# Given task:
Count how many lines in the records below contain the string "window", matching case exactly, and reply with only that number.

# Data shown:
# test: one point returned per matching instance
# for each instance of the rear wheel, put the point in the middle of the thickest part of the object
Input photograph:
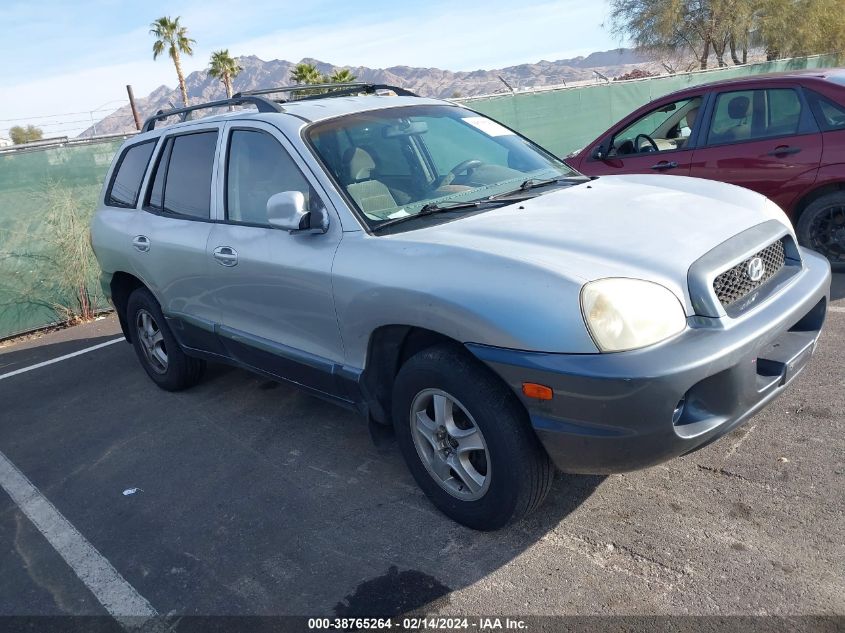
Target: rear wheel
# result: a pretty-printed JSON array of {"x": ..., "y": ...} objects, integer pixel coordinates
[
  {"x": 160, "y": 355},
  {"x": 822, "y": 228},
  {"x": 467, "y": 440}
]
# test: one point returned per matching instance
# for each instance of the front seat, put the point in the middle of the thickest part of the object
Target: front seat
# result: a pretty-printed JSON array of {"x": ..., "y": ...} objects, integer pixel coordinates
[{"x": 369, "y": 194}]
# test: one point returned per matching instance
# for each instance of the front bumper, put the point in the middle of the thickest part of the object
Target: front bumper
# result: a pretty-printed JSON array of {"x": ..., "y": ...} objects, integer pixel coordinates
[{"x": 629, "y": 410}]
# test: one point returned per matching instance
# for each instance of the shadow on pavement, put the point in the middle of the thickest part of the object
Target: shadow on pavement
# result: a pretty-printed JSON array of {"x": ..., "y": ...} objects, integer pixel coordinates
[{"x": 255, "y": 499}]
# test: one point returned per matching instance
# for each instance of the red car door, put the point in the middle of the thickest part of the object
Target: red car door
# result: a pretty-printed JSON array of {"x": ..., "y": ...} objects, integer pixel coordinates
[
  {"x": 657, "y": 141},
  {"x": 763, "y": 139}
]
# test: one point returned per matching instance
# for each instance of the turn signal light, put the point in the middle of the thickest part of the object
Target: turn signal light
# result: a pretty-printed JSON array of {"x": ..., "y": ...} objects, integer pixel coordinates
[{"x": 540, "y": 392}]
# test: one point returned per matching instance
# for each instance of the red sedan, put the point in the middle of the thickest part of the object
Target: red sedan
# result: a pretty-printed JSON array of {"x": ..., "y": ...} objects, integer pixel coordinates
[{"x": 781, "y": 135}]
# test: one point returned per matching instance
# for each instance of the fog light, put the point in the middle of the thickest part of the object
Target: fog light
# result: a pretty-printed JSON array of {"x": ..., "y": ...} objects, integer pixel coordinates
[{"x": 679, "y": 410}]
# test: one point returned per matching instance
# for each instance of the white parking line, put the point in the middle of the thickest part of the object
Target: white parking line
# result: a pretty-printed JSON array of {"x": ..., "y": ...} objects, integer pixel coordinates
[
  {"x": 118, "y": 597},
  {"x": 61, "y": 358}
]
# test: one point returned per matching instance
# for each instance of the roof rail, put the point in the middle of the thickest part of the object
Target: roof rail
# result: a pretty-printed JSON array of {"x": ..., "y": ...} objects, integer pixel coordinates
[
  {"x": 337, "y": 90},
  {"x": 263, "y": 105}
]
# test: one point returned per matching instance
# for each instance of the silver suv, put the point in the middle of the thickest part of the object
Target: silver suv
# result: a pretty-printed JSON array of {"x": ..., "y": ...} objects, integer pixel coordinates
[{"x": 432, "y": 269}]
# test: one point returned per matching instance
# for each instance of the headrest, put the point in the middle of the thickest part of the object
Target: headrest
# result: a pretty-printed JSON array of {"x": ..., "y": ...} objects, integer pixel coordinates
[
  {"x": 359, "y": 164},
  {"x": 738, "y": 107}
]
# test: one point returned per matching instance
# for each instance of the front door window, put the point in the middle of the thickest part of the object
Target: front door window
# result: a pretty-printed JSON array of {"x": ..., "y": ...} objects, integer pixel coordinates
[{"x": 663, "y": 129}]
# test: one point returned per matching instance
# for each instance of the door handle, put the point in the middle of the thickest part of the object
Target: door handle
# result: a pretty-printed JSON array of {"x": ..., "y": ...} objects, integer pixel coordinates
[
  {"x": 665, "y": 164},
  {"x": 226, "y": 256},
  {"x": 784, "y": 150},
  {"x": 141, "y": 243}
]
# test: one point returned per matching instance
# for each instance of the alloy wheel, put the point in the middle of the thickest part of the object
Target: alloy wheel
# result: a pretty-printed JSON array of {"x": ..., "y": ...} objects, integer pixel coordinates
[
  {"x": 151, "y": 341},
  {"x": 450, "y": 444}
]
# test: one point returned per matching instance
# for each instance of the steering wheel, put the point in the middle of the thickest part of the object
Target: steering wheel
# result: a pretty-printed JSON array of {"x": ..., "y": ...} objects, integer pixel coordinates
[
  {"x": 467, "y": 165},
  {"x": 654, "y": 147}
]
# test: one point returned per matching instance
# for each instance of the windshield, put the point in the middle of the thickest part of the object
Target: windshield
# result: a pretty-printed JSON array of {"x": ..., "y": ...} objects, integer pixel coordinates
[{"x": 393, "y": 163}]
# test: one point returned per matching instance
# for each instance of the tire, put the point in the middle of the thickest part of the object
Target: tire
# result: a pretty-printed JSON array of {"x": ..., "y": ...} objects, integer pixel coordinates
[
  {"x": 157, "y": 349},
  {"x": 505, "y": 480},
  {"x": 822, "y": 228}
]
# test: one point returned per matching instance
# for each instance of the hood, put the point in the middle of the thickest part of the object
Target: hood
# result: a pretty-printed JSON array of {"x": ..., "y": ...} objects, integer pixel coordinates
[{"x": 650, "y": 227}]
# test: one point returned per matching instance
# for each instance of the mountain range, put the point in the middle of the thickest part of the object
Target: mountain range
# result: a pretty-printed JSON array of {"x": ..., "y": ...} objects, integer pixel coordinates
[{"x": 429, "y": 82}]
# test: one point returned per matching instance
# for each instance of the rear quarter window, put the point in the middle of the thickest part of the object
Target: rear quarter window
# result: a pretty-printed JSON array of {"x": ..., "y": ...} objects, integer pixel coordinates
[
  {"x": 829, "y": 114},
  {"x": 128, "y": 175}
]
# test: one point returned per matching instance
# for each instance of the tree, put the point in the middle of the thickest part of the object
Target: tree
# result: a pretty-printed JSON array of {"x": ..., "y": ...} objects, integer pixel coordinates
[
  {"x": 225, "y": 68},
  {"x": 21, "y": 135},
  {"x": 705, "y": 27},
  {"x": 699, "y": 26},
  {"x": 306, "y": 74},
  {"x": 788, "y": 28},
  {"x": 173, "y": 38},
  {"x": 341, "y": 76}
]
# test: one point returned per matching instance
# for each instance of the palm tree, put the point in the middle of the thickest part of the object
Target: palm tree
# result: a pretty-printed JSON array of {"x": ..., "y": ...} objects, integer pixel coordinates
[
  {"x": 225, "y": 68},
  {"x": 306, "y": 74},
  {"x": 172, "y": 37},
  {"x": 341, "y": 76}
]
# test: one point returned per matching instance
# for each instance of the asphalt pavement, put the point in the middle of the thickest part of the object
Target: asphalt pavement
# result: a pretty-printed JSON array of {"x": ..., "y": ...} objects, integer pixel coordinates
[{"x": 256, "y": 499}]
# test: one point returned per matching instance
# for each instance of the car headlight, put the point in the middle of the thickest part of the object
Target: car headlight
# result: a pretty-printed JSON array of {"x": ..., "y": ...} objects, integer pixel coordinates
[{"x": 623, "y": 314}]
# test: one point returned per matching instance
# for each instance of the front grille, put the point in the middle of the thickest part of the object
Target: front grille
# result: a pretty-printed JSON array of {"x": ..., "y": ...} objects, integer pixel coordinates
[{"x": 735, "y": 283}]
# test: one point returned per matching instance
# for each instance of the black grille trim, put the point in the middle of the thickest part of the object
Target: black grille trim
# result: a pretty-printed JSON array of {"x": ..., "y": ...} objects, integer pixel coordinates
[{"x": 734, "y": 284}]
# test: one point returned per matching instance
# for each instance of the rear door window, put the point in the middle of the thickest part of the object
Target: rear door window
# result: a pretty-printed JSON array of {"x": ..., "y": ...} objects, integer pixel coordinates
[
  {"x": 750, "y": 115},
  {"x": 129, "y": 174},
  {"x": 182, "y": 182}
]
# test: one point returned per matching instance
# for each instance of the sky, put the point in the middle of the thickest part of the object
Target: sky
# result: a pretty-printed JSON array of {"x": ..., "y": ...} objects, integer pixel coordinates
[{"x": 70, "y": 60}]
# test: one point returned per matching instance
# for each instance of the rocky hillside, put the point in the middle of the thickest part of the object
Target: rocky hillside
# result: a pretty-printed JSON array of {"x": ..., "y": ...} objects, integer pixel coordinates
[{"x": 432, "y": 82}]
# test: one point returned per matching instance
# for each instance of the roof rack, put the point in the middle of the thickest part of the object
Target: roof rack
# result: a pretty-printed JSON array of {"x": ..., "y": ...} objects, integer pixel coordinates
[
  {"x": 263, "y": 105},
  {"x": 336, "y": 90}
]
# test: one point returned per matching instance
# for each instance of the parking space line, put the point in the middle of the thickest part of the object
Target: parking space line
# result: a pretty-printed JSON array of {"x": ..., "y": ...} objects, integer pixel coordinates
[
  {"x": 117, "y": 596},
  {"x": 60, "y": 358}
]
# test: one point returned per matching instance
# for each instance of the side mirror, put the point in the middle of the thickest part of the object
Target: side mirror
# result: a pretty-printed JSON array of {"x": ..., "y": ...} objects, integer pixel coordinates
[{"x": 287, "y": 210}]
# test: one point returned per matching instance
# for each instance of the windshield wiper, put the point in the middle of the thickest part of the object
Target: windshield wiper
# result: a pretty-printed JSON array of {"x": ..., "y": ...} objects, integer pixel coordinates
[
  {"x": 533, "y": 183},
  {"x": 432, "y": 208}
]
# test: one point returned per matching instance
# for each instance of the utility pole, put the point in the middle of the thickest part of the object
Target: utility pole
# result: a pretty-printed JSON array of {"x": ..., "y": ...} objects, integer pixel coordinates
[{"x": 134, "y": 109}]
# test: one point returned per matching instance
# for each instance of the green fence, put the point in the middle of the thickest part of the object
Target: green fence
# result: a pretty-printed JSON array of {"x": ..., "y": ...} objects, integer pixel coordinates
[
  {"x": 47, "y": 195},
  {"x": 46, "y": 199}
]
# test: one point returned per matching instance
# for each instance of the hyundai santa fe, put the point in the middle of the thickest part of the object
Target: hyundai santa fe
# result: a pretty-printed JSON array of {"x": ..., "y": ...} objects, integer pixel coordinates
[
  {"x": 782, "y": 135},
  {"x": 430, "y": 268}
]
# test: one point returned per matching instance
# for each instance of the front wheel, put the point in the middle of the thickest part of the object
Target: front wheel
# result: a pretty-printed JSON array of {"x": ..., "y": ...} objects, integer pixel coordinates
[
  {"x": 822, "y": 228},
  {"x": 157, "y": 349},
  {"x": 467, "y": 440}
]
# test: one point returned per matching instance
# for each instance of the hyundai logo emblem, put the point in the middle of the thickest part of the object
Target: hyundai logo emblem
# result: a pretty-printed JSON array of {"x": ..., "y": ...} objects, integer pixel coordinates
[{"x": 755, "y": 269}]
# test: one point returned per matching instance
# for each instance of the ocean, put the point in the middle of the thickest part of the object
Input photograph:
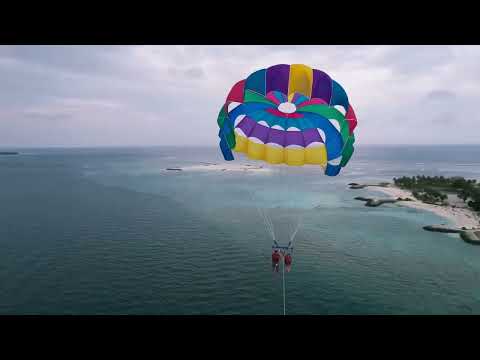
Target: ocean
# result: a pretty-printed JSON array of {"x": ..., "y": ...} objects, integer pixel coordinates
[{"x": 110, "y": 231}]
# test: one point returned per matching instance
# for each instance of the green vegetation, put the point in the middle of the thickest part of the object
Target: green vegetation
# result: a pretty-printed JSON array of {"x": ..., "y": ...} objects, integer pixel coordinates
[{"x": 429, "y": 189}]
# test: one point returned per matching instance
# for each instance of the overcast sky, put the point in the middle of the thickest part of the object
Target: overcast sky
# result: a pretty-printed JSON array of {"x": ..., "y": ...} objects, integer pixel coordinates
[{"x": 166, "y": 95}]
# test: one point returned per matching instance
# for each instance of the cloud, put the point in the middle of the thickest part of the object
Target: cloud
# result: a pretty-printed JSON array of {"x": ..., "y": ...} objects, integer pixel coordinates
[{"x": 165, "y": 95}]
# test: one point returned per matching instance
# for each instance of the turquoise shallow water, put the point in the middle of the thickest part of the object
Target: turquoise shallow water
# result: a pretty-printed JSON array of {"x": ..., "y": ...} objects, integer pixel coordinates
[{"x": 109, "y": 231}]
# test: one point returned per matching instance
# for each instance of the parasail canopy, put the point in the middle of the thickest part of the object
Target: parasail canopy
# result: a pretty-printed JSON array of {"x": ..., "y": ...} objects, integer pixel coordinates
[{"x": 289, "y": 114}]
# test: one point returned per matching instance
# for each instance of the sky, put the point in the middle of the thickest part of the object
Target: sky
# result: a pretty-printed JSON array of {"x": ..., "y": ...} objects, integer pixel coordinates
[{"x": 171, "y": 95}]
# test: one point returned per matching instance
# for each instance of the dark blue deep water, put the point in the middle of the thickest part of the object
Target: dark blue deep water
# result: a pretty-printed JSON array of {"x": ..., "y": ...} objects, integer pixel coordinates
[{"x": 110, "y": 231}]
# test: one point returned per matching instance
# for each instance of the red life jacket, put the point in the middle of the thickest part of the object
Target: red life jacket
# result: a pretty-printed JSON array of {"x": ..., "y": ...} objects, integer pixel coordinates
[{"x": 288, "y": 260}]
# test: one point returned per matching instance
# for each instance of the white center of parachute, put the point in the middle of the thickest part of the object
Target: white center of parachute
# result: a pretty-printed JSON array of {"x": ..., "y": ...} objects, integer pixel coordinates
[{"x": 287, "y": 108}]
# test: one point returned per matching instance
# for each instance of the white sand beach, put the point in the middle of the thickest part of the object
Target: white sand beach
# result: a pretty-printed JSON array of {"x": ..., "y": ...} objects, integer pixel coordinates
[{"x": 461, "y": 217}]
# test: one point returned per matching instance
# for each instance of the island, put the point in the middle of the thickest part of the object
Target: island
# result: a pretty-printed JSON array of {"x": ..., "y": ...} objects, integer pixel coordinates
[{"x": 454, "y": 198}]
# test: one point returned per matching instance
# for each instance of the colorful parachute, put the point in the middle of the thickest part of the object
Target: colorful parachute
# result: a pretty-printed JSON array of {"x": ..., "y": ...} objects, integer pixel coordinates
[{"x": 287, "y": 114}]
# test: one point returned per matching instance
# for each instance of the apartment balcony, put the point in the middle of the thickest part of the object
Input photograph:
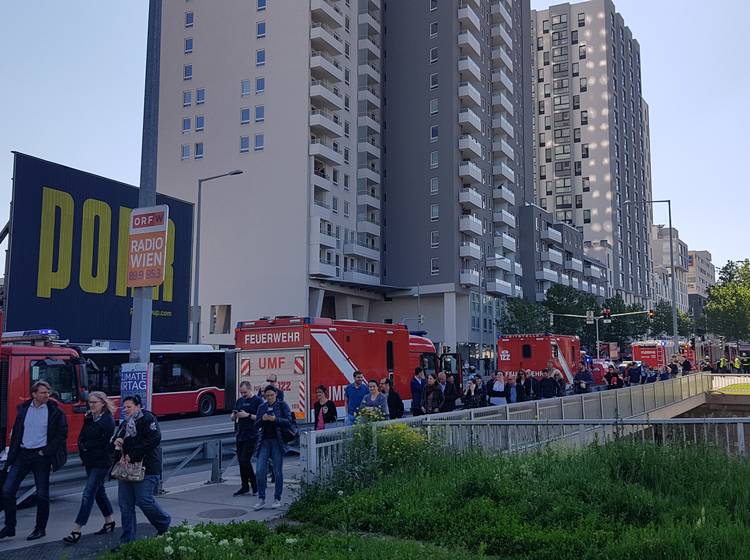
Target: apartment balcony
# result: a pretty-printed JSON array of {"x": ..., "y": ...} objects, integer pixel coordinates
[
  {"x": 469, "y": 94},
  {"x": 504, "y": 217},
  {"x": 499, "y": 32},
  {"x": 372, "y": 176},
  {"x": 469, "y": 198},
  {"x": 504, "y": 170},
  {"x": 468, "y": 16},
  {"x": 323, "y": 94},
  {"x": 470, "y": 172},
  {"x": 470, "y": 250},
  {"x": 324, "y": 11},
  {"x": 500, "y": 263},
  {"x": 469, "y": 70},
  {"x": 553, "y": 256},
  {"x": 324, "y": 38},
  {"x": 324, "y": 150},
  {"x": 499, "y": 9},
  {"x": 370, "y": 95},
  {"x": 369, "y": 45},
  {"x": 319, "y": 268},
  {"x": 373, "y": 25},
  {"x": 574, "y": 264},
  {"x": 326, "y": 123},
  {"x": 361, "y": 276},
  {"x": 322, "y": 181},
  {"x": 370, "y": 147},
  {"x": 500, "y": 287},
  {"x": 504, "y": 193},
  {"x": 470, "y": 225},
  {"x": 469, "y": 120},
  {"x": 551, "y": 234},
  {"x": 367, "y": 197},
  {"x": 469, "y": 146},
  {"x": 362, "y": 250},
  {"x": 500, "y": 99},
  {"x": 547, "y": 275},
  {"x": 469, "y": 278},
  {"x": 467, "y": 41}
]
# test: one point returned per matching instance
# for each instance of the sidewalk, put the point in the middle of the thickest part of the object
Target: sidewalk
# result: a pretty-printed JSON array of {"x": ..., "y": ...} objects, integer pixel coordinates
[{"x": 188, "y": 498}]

# Answer to the task:
6